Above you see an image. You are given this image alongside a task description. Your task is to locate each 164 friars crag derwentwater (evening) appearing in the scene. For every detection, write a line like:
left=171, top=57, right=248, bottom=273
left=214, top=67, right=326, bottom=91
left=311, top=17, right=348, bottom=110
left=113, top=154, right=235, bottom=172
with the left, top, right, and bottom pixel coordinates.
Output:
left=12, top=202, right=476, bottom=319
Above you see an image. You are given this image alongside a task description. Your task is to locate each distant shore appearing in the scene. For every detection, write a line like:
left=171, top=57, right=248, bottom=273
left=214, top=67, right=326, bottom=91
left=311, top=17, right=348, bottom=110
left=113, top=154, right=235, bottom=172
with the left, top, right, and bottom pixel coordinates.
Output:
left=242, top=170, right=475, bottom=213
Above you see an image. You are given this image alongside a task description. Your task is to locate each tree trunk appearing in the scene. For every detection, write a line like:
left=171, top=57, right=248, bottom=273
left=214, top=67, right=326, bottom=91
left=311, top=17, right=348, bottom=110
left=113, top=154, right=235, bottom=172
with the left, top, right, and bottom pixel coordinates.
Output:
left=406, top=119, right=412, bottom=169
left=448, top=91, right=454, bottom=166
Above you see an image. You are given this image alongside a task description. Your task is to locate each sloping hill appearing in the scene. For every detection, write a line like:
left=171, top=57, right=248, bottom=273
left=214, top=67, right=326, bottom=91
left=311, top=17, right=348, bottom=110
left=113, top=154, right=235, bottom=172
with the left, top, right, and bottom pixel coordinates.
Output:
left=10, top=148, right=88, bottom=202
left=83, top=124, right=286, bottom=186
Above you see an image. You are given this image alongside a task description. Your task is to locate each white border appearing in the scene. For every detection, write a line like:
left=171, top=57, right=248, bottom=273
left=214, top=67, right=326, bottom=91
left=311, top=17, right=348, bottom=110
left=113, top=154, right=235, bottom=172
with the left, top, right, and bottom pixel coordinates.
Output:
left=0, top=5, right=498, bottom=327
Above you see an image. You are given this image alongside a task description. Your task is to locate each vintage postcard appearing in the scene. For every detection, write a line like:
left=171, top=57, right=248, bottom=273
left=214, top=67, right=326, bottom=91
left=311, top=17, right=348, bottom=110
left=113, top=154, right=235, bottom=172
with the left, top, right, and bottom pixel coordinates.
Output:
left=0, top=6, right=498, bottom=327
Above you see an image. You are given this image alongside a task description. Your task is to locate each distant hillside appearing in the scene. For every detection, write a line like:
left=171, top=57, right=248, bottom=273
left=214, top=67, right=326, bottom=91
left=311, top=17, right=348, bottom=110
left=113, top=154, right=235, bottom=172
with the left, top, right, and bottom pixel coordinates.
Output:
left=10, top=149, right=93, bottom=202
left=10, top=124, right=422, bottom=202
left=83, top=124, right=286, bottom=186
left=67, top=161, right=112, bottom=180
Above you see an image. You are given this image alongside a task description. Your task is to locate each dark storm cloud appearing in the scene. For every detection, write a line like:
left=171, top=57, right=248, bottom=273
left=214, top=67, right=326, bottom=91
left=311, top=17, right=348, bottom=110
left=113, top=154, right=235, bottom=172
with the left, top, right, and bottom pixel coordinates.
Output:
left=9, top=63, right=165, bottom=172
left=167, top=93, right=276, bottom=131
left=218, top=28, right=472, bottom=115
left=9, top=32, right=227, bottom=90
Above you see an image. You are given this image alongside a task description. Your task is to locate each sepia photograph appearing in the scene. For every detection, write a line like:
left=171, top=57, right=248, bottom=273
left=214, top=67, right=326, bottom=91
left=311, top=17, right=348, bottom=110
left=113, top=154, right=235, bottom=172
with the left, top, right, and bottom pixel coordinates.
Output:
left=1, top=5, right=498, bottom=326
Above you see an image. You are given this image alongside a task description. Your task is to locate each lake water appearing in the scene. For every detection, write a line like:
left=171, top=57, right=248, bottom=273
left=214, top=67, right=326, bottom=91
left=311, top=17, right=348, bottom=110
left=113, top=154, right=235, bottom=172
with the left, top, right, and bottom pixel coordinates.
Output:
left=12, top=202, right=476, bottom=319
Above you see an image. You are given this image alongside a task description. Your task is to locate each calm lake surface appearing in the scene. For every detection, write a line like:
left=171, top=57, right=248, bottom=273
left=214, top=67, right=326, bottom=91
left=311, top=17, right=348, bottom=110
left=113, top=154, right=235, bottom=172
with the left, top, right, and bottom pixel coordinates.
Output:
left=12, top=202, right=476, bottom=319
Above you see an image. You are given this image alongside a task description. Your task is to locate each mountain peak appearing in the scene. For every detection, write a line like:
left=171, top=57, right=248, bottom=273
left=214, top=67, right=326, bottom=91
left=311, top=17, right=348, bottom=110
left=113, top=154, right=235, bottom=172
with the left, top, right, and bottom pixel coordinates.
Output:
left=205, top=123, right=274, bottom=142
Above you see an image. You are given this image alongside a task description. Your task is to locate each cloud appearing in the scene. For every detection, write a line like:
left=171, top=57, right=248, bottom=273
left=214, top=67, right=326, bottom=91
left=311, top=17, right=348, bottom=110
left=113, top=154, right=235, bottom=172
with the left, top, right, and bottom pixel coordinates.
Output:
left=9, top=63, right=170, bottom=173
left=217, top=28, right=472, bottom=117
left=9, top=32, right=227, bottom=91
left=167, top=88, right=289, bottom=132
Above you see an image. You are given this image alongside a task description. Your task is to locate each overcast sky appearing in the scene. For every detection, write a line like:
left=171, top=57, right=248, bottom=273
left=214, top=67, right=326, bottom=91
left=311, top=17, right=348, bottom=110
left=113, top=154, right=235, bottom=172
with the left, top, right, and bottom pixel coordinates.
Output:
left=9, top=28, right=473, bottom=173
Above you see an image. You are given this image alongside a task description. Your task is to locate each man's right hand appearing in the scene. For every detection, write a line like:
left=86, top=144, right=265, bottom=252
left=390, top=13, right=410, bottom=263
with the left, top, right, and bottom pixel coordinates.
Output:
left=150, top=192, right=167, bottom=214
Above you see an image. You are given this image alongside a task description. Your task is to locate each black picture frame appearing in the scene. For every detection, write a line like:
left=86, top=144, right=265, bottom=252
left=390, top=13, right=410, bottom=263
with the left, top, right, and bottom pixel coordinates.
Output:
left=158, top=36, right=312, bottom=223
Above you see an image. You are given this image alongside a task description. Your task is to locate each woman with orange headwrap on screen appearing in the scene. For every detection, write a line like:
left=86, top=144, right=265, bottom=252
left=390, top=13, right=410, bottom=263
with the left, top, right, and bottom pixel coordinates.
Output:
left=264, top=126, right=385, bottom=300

-- -- --

Requirement: Pull out every line of the entries above that contains the string "cloud", matching case exactly.

Response to this task:
Above you see an image. You are given this image alongside a task description. Your task is to locate each dark storm cloud appearing in the scene. For every detection, write a line like:
Above you see an image. You are given this image alongside a task description. Your task is to locate each cloud appearing in the scene. For every detection, write a line like:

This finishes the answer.